#### TASKS
• 1. In the piece about the cardboard box, what share of the United States recycling stream did corrugated cardboard make up at the turn of the 21st century?
• 2. Carry on the piece about the cardboard box, picking up after its final sentence.

#### ARTICLE
────────────────

(Roughly) Daily

Posts Tagged ‘National Forests

“This is a cardboard universe”*…

Tina Zimmermann, Amazon Tsunami, installation at the European Cultural Center Venice, April-November 2022, Palazzo Mora, Venice, Italy. [Courtesy of the artist]

As we rid ourselves of the detritus of the Holiday season, let us pause to consider its signature component: at the turn of the 21st century, corrugated cardboard accounted for just fifteen percent of the United States recycling stream; today, it’s nearly half. Shannon Mattern on the cardboard box…

… As historian Maria Rentetzi writes (“Cardboard Box: The Politics of Materiality,” in Boxes: A Field Guide), “the cardboard box — the waste of our commercial world — is recycled in such a way as to make visible the disorder in our societies, the faults of capitalism.” It is an abject object that touches all parts of the city, from the granite kitchen island to the sewer grate. And for many of us, the cardboard box is our closest touchpoint to globalized trade, structuring our relations with people in distant places. It brings the logistics chain to our doorstep. The magnificently ripped metal freight container may get the Economist cover shot, but the plain brown box delivers messages to our homes. Its very existence in our homes, Marshall McLuhan would say, is the message. In the immortal words of Walter Paepcke, founder of the Container Corporation of America, “packages are not just commodities; they are communications.”

────────────────

#### INFORMATION SUPPLIED
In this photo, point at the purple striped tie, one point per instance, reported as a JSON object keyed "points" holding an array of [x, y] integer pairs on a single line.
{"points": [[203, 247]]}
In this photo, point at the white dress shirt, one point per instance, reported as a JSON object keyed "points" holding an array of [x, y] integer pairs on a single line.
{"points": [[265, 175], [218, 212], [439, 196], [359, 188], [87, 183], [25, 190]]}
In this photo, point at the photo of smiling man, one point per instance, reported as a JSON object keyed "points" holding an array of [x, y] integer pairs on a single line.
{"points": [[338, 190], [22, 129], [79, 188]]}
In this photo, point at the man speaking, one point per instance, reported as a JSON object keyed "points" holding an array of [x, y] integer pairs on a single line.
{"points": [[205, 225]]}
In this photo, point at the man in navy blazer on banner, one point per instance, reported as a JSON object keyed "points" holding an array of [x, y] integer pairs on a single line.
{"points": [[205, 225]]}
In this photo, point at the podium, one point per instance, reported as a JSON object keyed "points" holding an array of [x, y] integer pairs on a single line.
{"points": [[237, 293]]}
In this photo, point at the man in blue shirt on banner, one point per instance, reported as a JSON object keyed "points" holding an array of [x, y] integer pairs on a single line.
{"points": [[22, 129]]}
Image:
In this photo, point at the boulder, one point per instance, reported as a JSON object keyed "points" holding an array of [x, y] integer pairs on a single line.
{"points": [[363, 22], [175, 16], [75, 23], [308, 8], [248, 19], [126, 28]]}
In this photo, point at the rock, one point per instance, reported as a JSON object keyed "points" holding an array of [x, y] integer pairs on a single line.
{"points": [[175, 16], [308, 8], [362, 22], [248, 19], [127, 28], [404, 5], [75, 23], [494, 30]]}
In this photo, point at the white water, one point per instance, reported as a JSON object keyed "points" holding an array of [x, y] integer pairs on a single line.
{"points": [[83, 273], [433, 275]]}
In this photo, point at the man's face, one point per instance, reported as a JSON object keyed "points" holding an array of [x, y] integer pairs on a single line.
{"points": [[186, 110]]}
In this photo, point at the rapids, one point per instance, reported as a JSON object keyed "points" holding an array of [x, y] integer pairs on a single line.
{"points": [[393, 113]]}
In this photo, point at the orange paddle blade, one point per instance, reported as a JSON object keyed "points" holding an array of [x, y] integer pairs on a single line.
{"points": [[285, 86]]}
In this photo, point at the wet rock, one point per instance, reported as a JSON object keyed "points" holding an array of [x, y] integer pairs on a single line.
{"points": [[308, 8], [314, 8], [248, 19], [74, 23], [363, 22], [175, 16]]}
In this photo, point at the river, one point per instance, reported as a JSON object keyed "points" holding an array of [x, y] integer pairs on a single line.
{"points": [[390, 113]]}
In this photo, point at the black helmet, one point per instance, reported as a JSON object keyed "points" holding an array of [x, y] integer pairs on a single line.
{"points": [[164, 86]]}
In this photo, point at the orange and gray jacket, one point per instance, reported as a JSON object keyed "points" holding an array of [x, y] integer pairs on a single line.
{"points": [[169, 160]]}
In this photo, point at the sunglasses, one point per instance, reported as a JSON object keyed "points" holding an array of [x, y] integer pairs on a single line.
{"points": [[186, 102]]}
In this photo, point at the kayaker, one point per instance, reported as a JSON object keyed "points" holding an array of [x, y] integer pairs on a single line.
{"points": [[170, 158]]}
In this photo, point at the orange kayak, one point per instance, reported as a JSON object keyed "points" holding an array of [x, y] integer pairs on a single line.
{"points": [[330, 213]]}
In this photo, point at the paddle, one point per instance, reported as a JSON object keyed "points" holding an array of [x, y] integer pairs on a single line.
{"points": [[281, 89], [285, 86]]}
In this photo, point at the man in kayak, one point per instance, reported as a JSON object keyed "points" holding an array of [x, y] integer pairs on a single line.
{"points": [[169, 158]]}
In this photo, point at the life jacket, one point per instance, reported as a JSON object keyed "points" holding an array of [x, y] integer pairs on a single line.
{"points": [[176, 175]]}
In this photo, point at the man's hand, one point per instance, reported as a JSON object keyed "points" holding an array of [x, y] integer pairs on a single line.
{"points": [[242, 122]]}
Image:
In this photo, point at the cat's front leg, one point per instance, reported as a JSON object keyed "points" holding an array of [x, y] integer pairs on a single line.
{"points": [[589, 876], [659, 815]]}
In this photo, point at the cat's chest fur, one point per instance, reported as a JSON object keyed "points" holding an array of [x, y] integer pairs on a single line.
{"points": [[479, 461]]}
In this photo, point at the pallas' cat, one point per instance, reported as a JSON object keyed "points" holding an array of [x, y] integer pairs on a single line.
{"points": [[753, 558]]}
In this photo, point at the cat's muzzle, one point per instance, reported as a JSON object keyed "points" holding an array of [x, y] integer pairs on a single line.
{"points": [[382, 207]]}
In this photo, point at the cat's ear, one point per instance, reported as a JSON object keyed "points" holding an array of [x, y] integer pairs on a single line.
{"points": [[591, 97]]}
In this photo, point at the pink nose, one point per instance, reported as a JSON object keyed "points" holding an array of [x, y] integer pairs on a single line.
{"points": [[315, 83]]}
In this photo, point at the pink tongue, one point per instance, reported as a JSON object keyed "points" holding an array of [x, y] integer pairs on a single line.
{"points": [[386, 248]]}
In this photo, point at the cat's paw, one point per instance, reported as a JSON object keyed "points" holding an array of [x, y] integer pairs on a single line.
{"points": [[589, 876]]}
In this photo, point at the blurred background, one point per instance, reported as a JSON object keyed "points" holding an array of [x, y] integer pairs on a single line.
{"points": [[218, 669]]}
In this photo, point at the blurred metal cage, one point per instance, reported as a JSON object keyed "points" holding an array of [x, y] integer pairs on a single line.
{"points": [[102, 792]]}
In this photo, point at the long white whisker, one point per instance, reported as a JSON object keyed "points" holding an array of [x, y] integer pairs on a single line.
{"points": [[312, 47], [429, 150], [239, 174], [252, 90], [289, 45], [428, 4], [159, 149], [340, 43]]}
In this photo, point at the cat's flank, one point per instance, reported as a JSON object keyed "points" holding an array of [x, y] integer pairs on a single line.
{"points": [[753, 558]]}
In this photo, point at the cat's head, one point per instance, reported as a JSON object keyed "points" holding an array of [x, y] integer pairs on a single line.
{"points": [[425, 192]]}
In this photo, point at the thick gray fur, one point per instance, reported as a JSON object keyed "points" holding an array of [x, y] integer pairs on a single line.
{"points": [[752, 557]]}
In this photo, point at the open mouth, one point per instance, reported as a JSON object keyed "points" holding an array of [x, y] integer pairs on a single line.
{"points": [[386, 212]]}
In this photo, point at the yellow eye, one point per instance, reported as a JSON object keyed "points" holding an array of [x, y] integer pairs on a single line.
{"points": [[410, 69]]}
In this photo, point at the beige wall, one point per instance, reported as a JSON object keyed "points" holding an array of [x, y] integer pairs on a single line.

────────────────

#### ANSWERS FOR THIS EXERCISE
• 1. Fifteen percent.

• 2.
Let’s unpack that, shall we? Boxes are media in multiple senses of the word. They’re lithographed surfaces designed to be read, and they’re dimensional containers that mediate between outside and inside worlds. They’re “media of transport and information, shapers of public opinion and consumer desire, and means of targeting attention.” And they’re “logistical media” that “arrange people and property into time and space,” that “coordinate and control the movement of labor, people, and things situated along and within global supply chains.” The cardboard box is a minimalist form with maximalist ambitions, an arboreal apparatus made from one of the world’s most abundant renewable resources, then filled with plastic and moved around by copious quantities of oil. It doesn’t just coordinate and control landscapes; it transforms them.

Cardboard’s ubiquity rests on simple claims: I can hold that, and I can go there. The Container Corporation of America was founded in 1926, and upon those claims it built an empire with surprising reach. The CCA made collapsible shipping boxes, and it transformed packaging into a science and an art. It advanced market research, shaped mid-century taste, and altered the chromatic universe through color standards. It employed some of the best graphic designers of the period, and as national borders shifted after the Second World War, it commissioned Herbert Bayer, author of the Universal typeface, to revise the World Geo-Graphic Atlas. Even then, the CCA was remaking that new world to meet its logistical needs, rehabbing mining towns and germinating forests, and orchestrating civic discourse about all of this.

How did a packaging company get into the publishing business — into the containment and distribution of information? How were geographic imaginations changed in the process? Soon we’ll dive into the Paepcke archive, to find answers to those questions. But first I want to show you how a cardboard box is made…

In turn, inspiring and horrifying– the social history of the cardboard carton: “World in a Box,” @shannonmattern.bsky.social in @placesjournal.bsky.social.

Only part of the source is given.